→ What is asked
Reproduce the material word for word from the line containing "Report one point per instance of the blue" through the end of the material. Leave any pictures out of your answer.

[Image object location entries]
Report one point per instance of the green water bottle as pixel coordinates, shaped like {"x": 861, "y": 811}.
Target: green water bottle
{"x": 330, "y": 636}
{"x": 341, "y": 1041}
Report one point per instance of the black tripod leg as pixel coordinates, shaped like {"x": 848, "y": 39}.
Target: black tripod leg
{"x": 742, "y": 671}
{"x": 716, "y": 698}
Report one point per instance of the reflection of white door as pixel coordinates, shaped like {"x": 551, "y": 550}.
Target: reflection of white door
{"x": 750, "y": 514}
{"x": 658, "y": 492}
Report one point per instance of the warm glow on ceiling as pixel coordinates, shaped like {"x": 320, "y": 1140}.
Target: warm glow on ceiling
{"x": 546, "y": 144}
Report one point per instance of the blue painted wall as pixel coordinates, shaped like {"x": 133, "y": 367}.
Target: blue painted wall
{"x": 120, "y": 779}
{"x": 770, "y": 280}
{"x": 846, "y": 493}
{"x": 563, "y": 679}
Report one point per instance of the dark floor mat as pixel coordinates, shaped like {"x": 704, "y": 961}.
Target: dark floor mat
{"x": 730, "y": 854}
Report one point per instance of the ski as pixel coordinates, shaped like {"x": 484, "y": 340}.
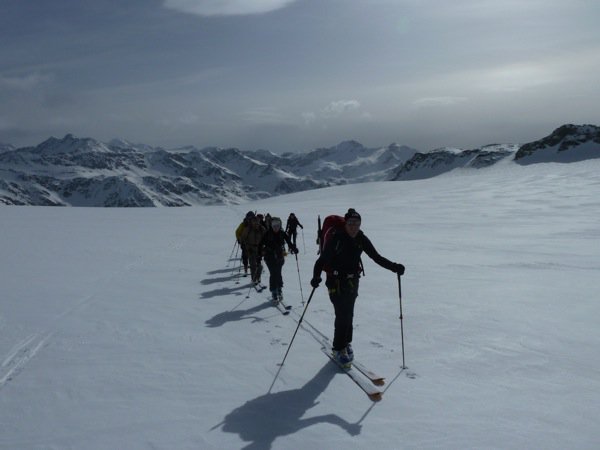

→ Problem solution
Report one point per instance of the blue painted wall as pixel coordinates, shaped like {"x": 133, "y": 367}.
Target: blue painted wall
{"x": 120, "y": 779}
{"x": 770, "y": 280}
{"x": 846, "y": 493}
{"x": 563, "y": 679}
Report one point per instance of the dark floor mat as pixel coordinates, shaped like {"x": 704, "y": 961}.
Target: dark floor mat
{"x": 730, "y": 854}
Report one point per instance of the ski as pixel coordinates, shaped like {"x": 484, "y": 340}.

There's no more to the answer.